• _YOUR OBJECTIVE_
For this exercise, reproduce each entry below exactly, excluding pictures.

(Photo-based referring expression data)

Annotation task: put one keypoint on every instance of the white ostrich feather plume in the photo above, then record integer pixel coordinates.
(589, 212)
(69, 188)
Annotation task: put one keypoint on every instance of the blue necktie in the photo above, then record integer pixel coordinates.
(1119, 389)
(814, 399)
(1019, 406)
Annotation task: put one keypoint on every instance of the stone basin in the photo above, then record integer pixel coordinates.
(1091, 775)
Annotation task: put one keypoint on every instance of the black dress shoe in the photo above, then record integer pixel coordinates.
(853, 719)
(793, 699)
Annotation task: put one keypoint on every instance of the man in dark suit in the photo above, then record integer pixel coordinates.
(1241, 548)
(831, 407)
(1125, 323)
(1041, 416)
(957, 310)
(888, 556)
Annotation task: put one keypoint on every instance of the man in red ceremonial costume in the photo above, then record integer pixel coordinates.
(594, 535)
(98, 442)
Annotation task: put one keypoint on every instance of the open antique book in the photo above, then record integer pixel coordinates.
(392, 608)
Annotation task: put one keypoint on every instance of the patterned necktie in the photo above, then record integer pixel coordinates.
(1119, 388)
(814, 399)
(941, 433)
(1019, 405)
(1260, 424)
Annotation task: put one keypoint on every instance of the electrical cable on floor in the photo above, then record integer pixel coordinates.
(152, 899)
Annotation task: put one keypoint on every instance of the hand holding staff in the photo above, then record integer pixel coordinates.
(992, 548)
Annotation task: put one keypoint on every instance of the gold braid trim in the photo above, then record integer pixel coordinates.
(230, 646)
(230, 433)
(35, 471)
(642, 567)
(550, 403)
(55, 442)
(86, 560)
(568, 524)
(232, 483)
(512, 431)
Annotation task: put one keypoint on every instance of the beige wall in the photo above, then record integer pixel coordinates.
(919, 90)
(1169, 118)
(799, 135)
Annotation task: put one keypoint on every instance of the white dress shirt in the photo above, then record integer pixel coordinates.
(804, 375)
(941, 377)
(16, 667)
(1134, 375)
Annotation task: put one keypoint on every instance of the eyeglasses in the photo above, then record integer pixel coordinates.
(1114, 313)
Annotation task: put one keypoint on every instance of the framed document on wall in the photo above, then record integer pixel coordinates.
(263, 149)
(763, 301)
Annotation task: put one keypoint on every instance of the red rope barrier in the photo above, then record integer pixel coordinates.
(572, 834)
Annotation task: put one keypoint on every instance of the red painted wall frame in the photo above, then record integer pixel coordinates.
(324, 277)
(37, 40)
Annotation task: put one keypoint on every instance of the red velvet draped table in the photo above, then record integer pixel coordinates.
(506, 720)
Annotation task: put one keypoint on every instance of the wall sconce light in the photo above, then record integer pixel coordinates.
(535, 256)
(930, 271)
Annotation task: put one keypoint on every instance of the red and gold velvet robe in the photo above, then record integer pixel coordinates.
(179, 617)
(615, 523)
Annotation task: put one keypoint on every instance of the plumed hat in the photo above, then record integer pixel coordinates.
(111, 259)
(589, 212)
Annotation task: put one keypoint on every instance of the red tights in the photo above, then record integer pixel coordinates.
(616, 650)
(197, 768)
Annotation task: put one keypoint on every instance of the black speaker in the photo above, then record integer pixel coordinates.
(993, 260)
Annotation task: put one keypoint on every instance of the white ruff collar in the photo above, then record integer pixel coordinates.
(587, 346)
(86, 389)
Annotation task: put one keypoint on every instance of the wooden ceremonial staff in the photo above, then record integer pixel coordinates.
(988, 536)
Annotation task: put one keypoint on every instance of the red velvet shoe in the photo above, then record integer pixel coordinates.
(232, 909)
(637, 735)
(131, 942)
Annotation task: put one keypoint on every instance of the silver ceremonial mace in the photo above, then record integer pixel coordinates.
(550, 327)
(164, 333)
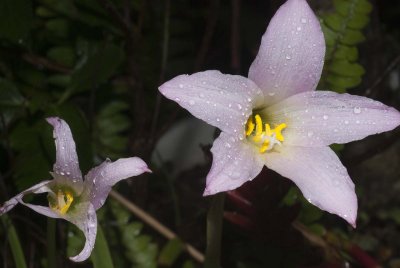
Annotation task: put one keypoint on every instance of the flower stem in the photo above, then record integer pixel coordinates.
(214, 231)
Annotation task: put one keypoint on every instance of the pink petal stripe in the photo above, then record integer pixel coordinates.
(291, 55)
(321, 177)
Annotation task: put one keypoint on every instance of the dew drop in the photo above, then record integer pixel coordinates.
(357, 110)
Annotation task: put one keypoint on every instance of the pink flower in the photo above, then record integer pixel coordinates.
(277, 119)
(72, 198)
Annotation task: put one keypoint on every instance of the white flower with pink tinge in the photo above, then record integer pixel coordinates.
(70, 197)
(277, 119)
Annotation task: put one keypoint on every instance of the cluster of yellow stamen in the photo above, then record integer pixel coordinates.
(262, 134)
(62, 202)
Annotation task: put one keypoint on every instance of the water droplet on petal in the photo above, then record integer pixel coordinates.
(357, 110)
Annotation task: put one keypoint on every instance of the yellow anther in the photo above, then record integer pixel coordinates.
(258, 125)
(278, 131)
(249, 126)
(264, 146)
(63, 201)
(268, 130)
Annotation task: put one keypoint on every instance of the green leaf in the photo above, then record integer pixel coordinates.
(356, 6)
(343, 82)
(62, 55)
(97, 68)
(349, 53)
(352, 37)
(101, 256)
(170, 252)
(16, 20)
(15, 245)
(345, 68)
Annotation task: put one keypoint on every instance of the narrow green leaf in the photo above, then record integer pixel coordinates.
(170, 252)
(15, 245)
(356, 6)
(101, 256)
(352, 37)
(343, 52)
(343, 82)
(335, 22)
(345, 68)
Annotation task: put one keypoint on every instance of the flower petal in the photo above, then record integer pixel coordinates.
(320, 176)
(86, 220)
(100, 179)
(234, 162)
(323, 117)
(66, 157)
(222, 100)
(36, 189)
(291, 55)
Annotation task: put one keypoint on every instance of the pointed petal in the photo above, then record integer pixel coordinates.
(321, 177)
(234, 162)
(100, 179)
(222, 100)
(86, 220)
(323, 117)
(291, 55)
(36, 189)
(66, 157)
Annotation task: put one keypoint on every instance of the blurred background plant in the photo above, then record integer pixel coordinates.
(98, 63)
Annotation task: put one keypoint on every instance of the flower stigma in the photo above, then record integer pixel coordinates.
(262, 135)
(62, 201)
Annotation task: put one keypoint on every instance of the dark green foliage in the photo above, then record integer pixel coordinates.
(343, 32)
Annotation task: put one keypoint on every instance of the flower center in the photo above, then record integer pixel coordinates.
(262, 135)
(62, 202)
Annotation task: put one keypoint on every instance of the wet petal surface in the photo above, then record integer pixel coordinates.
(323, 117)
(222, 100)
(234, 163)
(99, 180)
(321, 177)
(66, 158)
(291, 54)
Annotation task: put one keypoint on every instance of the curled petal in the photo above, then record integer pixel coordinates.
(321, 177)
(36, 189)
(291, 55)
(222, 100)
(321, 118)
(99, 180)
(66, 157)
(84, 217)
(234, 163)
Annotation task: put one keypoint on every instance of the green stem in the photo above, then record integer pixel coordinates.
(214, 231)
(51, 242)
(15, 245)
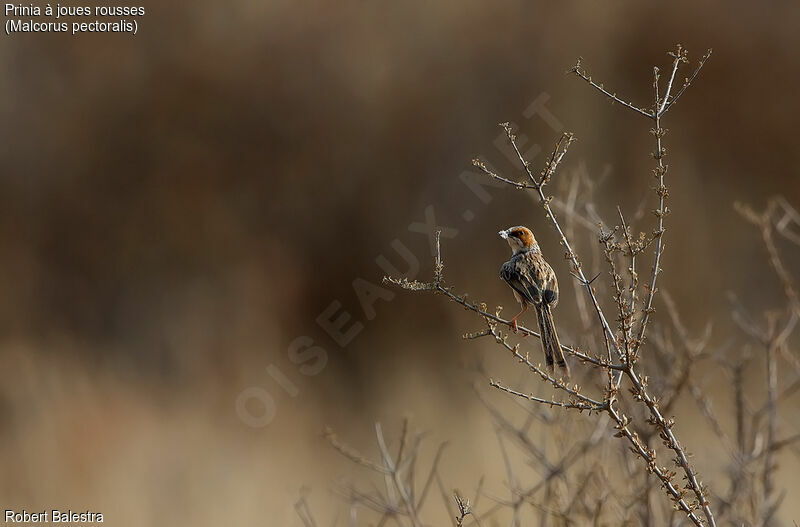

• _ANSWER TO THIS PROBLEM_
Annotation task: put one keypoint on every instance of the white ostrich feather plume in the photo above, then record integer pixel coordinates.
(589, 212)
(69, 188)
Annotation task: put one keypoint on every instance of the blue necktie in the photo above, then record integer pixel coordinates.
(1119, 389)
(814, 399)
(1019, 406)
Annotation task: put one keypoint on every instance of the stone basin in the photo above, then record integer pixel coordinates.
(1091, 775)
Annotation task: put one keypoint on every instance of the black dress shoe in the photo above, then record integer pixel coordinates.
(853, 719)
(793, 699)
Annotation task: put one keypoint on every instance of the man in dark suit in the photo above, then record integer pixel coordinates.
(1241, 548)
(831, 407)
(1125, 323)
(1041, 416)
(957, 310)
(888, 556)
Annotation task: put one keypoint on every instance of the man in red ceremonial costume in the photo above, then record integer pixel coordinates.
(594, 535)
(98, 442)
Annotation task: put one keypoint on every instance of the open antique book in the photo above, then record integer pixel coordinates.
(392, 608)
Annotation task: put one keypoint on every instance of the patterned necktie in the photo above, then record integer pixel coordinates.
(1119, 388)
(814, 399)
(941, 433)
(1019, 405)
(1260, 424)
Annotation task: put one keypoint on every instance of the electrical cable on floor in the photo above, then record integer pixel coordinates.
(152, 899)
Annotation task: put one keypoint on every instance of the hand holding staff in the photo above, then record integer pixel coordinates.
(992, 548)
Annotation task: put one keypoint on every instance of the gold braid trim in the photo above, then record integer pixel coordinates.
(230, 646)
(230, 433)
(35, 471)
(642, 567)
(550, 403)
(55, 442)
(86, 560)
(568, 524)
(232, 483)
(512, 431)
Annotation task: put one keypoint on every instance of the beige wall in the photo above, then record integer pixel coordinates.
(919, 90)
(1169, 118)
(799, 135)
Annotation task: put one keypoint on every instance of the white dress shirt in the photo above, then record integer pixel coordinates.
(804, 375)
(941, 377)
(16, 667)
(1134, 375)
Annotation task: put one keypoint on every instance of the eyeglasses in the photo above, then record integer pixel coordinates.
(1114, 313)
Annotation task: put one keypoint on every instance of the framed document on wall in the photo above, then record integer pixel coordinates.
(263, 149)
(763, 301)
Annotation task: put one keypoint on every instance of the red rope barrier in the photo above, then record integer pixel coordinates.
(572, 834)
Annotation task: put one keypoint on every instance of the red painted wall frame in the photo above, then record integer pixel coordinates.
(324, 277)
(37, 40)
Annotation task: put one keypoint on every instance of the red velvet draped table in the photo above, then record integer pixel coordinates.
(506, 720)
Annotation task: put one keypoint on every instance of the wall sconce light in the photo above, then record integer pixel coordinates.
(535, 256)
(930, 271)
Annotation task: put one keypoint on every instance of the red and gold velvet robe in the photo above, then record integer pixel coordinates.
(179, 617)
(615, 523)
Annotation task: put one keypoint on every instance of the plumed hat in the photo above, then record integer pixel coordinates.
(111, 259)
(589, 212)
Annotation task: put one keypoint on every instance of the red tights in the photo above, then record integer pixel coordinates.
(616, 650)
(197, 768)
Annotation task: put one keypoint on every instance of the black speaker in the photo above, then record integer pixel coordinates.
(993, 260)
Annotation task: put one keypoint on every instance of the white ruff collar in the photo above, then record integer pixel coordinates.
(587, 346)
(86, 389)
Annotation task: put one keypoint on every instance of the wooden ceremonial staff in the photo above, then record integer pixel coordinates.
(988, 536)
Annotation task: put one keypoint on every instance of the red velvet shoe in the photo above, then record integer pixel coordinates.
(232, 909)
(637, 735)
(131, 942)
Annotation task: put one keypoint on every instance of the silver ceremonial mace in the photo above, then record integer pixel coordinates.
(550, 327)
(164, 333)
Annotation task: put one keypoint on every instance of the flower stem in the photo above, then record integer pixel coordinates.
(214, 231)
Annotation task: put one keypoint on every instance of the pink petal stripe in the photo above, then record integer pixel coordinates.
(291, 55)
(321, 177)
Annotation task: put one keypoint on every instance of the dew drop in the photo above, then record integer pixel coordinates.
(357, 110)
Annotation task: put one keypoint on every instance of the pink flower in the photo above, then record integer pixel coordinates.
(277, 119)
(72, 198)
Annotation task: put one keypoint on every instance of the white flower with pink tinge in the photo above, then record integer pixel coordinates.
(70, 197)
(277, 119)
Annotation task: put one keypoint on every instance of the cluster of yellow stamen in the photo above, then record integer pixel coordinates.
(262, 134)
(62, 202)
Annotation task: put one keypoint on every instance of the water droplet on petal in the photo above, then record integer pixel coordinates.
(357, 110)
Annotation task: put one keypoint on every instance of the yellow anther in the photo above, then record integer pixel coordinates.
(258, 125)
(278, 131)
(249, 126)
(264, 146)
(63, 201)
(268, 130)
Annotation task: put one keypoint on every instance of the green leaf in the photo above, then record integer pixel coordinates.
(356, 6)
(343, 82)
(62, 55)
(97, 68)
(349, 53)
(352, 37)
(101, 256)
(170, 252)
(16, 20)
(15, 245)
(345, 68)
Annotation task: put one keypoint on every instance of the narrow green leaf in the photo above, then record integer pixel coordinates.
(170, 252)
(15, 245)
(356, 6)
(101, 256)
(352, 37)
(343, 52)
(343, 82)
(335, 22)
(345, 68)
Annotation task: put one keypoint on every instance of the flower petal in the photo above, then record integer pixel coordinates.
(320, 176)
(86, 220)
(100, 179)
(234, 162)
(323, 117)
(66, 157)
(222, 100)
(36, 189)
(291, 55)
Annotation task: put one keypoint on every instance of the pointed petal in the photo above, then record integer pixel coordinates.
(321, 177)
(234, 162)
(100, 179)
(222, 100)
(86, 220)
(323, 117)
(291, 55)
(36, 189)
(66, 157)
Annotation task: put one keypoint on every instance of the blurred background plant in the photo above, then record integer pixel coordinates.
(98, 63)
Annotation task: put one keypoint on every instance of the flower stigma in the photo above, then record integer pixel coordinates.
(262, 135)
(62, 201)
Annotation task: put one keypoint on every instance of the dark green foliage in the photo above, then record integer pixel coordinates.
(343, 32)
Annotation task: put one keypoint on every instance of the flower center in the photo above, then record integer pixel coordinates.
(262, 135)
(62, 202)
Annotation task: put one keypoint on every instance of the wet petal surface in the photo above, then record integer pixel coordinates.
(323, 117)
(222, 100)
(234, 163)
(99, 180)
(321, 177)
(66, 158)
(291, 54)
Annotation task: put one keypoint on every instance of the curled petal in the photo above, then record integer pixel coordinates.
(321, 177)
(36, 189)
(291, 55)
(222, 100)
(321, 118)
(99, 180)
(66, 157)
(84, 217)
(234, 163)
Annotation task: put one keypoint on every instance of the green stem in the photo above, then record integer pixel coordinates.
(214, 231)
(51, 242)
(15, 245)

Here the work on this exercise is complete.